ESTRATTO DELLA PAGINA:
_ _ _ _ _
Misure anticiclichePer la fase due il governo recluta anche Moretti, l’economista che voleva far pagare (ancora) meno le donne

In un suo studio scriveva: «Potrebbe essere controproducente costringere i datori di lavoro, piuttosto che le donne, a sostenere l’onere economico delle mestruazioni»

William WEST / AFP

Da giorni in molti s’interrogano sulla ragione dell’improvvisa sparizione di Gunter Pauli dai nutriti elenchi dei consulenti reclutati a Palazzo Chigi per affrontare la pandemia: sarà stato forse per quelle bizzarre dichiarazioni circa il fatto che grazie al Coronavirus «la Terra respira di nuovo» o che «la soluzione non è più la disinfezione: la soluzione è rafforzare il nostro sistema immunitario con aria, acqua e cibo sani»? E cosa ci sarebbe di diverso dalle normali teorie anti-sviluppiste e alter-scientifiche del tipico guru dei cinquestelle, a cominciare dal capostipite, Beppe Grillo? 

Sia come sia, ecco che a mitigare almeno in parte la nostra angoscia è arrivata la notizia di un nuovo autorevole ingresso. Nell’ultima commissione approntata in questi giorni, la task force che dovrebbe cominciare a immaginare – con tutta calma, evidentemente – la famosa fase due, è entrato infatti anche l’autorevole economista italo-americano Enrico Moretti, professore a Berkeley, il cui saggio «La nuova geografia del lavoro» nel 2018 era finito anche nell’elenco dei libri preferiti di Barack Obama.
_ _ _ _ _
MATERIALE ESTRATTO:
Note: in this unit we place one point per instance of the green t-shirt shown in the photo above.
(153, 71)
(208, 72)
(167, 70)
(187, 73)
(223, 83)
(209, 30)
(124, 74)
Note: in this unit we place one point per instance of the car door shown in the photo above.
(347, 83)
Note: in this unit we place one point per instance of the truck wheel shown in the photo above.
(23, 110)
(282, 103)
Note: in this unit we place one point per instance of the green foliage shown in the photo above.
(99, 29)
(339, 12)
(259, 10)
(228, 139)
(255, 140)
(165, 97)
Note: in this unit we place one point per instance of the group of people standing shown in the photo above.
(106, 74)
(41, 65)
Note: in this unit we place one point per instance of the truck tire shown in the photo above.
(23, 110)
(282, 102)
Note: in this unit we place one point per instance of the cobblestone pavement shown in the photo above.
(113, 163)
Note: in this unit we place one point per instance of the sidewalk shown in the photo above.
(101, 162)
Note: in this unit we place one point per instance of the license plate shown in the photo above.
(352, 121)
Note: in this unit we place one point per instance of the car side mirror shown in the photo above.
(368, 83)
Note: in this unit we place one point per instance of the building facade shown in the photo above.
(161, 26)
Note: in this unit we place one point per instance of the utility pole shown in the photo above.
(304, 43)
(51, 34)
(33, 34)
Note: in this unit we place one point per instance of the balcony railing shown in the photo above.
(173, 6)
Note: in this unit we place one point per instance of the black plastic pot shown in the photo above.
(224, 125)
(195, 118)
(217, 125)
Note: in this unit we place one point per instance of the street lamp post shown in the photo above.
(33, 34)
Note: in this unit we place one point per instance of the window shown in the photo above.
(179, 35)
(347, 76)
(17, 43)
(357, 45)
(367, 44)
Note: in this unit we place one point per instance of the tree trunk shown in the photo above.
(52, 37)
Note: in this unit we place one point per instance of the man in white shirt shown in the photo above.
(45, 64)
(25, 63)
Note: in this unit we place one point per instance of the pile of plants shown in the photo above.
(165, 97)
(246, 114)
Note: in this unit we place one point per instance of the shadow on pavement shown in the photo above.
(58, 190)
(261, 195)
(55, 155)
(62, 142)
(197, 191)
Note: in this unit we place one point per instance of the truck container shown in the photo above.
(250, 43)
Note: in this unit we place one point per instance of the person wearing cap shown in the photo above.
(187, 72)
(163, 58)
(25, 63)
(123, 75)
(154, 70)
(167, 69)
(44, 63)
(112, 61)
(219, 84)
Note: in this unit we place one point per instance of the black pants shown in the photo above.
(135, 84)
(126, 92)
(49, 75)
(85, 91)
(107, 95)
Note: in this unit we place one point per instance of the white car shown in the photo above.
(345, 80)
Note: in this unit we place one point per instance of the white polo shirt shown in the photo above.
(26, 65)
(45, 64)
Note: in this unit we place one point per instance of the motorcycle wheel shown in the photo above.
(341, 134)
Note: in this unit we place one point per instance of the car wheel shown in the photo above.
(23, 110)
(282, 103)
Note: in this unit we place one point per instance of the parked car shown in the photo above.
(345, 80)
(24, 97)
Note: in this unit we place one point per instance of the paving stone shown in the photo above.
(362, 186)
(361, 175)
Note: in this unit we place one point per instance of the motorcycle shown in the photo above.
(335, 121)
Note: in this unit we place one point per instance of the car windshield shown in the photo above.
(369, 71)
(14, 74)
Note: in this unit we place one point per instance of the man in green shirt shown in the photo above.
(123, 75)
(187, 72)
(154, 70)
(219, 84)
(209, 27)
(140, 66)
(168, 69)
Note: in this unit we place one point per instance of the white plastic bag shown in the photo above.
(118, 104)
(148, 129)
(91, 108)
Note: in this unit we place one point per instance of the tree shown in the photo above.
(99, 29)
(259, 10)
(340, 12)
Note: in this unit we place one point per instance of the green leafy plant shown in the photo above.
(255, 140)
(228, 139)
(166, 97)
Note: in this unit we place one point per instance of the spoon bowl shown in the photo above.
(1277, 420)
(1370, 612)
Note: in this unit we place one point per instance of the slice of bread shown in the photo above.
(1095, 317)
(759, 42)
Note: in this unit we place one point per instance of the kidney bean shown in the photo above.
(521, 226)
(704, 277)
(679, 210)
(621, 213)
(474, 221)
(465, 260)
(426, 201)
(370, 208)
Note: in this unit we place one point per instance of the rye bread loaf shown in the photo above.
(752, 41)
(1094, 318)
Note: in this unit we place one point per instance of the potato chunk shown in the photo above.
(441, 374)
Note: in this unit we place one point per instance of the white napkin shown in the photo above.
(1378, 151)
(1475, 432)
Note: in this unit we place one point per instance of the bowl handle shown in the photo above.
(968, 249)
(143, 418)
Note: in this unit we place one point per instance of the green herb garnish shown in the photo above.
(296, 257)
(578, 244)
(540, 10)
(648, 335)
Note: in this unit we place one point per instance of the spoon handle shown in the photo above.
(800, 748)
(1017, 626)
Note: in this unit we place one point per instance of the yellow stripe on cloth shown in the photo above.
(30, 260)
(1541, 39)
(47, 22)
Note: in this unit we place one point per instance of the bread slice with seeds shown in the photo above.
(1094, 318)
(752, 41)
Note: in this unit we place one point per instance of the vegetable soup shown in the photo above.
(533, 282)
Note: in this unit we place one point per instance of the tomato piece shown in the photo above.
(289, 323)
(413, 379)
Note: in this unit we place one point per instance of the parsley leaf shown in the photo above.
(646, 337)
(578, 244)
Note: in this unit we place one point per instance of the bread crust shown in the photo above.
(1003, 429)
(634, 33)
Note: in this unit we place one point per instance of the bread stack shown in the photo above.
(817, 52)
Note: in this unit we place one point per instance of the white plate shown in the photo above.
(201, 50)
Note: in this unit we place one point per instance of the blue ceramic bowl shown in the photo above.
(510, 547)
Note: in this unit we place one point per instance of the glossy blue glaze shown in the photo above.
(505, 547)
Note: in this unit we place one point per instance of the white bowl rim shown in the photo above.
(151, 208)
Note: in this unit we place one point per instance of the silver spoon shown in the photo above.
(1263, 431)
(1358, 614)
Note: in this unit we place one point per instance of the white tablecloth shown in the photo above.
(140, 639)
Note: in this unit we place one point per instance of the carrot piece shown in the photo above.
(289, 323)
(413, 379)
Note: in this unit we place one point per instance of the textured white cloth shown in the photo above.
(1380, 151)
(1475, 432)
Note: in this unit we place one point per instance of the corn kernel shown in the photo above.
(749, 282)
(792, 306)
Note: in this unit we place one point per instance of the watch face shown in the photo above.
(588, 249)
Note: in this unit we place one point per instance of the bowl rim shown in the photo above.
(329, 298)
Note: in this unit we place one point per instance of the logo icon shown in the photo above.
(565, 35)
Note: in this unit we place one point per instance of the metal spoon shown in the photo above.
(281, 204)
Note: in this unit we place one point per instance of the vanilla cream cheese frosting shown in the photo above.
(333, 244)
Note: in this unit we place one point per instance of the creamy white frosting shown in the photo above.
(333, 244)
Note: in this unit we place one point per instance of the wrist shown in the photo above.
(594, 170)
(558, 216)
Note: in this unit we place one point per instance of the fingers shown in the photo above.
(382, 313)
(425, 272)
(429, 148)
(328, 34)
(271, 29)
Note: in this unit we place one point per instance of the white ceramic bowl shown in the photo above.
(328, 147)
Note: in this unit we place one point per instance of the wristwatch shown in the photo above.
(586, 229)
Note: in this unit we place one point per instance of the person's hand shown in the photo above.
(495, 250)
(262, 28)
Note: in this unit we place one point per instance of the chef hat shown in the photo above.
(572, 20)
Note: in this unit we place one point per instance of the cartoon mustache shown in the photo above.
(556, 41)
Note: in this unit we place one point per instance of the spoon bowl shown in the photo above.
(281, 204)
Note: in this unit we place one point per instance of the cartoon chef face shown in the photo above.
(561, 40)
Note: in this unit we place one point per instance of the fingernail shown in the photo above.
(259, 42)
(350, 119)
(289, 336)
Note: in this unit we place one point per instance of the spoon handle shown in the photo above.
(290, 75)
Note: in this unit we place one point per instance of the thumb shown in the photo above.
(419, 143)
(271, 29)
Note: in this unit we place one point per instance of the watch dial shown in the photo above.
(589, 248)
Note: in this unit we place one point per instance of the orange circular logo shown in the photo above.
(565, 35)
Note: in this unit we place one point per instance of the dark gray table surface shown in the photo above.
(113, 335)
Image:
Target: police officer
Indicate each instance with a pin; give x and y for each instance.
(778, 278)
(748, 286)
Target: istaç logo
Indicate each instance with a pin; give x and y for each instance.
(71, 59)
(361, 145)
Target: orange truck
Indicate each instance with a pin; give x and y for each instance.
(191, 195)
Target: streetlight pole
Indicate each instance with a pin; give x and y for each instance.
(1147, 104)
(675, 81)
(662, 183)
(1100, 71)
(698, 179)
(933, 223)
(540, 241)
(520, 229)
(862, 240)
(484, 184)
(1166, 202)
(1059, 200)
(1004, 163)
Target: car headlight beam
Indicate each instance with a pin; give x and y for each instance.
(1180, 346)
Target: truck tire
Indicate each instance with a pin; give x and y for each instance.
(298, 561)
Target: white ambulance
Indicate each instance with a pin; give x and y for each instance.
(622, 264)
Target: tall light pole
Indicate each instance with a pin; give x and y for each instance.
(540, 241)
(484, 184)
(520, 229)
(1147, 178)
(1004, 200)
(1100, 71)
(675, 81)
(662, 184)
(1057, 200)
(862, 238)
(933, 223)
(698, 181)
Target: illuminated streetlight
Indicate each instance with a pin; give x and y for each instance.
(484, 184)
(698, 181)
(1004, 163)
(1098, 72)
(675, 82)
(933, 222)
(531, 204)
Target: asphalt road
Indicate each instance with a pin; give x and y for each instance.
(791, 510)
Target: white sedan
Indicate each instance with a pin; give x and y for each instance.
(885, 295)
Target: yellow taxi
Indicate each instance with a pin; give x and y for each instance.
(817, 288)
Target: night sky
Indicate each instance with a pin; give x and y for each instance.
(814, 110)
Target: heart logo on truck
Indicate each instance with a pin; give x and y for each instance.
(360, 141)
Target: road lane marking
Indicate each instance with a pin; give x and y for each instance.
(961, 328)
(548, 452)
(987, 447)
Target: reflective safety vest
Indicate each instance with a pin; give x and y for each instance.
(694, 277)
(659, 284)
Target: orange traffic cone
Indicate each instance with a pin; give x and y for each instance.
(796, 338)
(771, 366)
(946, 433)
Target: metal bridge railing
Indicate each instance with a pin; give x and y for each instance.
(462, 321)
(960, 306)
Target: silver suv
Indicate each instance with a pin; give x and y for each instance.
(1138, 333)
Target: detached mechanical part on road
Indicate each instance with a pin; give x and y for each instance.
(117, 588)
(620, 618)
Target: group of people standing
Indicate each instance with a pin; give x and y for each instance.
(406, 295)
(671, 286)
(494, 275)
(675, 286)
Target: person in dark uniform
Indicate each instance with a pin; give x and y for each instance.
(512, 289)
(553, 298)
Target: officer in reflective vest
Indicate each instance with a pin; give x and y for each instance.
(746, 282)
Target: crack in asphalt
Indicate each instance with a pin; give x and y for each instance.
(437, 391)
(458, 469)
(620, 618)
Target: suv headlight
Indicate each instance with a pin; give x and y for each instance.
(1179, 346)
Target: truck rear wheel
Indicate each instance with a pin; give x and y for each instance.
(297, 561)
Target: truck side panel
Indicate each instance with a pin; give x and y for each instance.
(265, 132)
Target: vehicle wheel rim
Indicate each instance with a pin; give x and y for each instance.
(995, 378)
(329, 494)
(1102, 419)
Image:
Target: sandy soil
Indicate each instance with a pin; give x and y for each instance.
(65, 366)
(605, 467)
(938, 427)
_ _ _ _ _
ISTRUZIONI:
1: Riformuli in forma di elenco il paragrafo dell'articolo che inizia con «Sia come sia», conservandone i fatti principali.
2: Trascriva dall'articolo il passo compreso tra «In un suo studio» e «capostipite, Beppe Grillo?», estremi inclusi.

RISPOSTE:
1:
- È giunta notizia di un nuovo autorevole ingresso, che attenua almeno in parte l'angoscia.
- Nell'ultima commissione, la task force che dovrebbe immaginare la fase due, è entrato l'economista italo-americano Enrico Moretti.
- Moretti è professore a Berkeley.
- Nel 2018 il suo saggio «La nuova geografia del lavoro» era finito nell'elenco dei libri preferiti di Barack Obama.

2:
In un suo studio scriveva: «Potrebbe essere controproducente costringere i datori di lavoro, piuttosto che le donne, a sostenere l’onere economico delle mestruazioni»

William WEST / AFP

Da giorni in molti s’interrogano sulla ragione dell’improvvisa sparizione di Gunter Pauli dai nutriti elenchi dei consulenti reclutati a Palazzo Chigi per affrontare la pandemia: sarà stato forse per quelle bizzarre dichiarazioni circa il fatto che grazie al Coronavirus «la Terra respira di nuovo» o che «la soluzione non è più la disinfezione: la soluzione è rafforzare il nostro sistema immunitario con aria, acqua e cibo sani»? E cosa ci sarebbe di diverso dalle normali teorie anti-sviluppiste e alter-scientifiche del tipico guru dei cinquestelle, a cominciare dal capostipite, Beppe Grillo?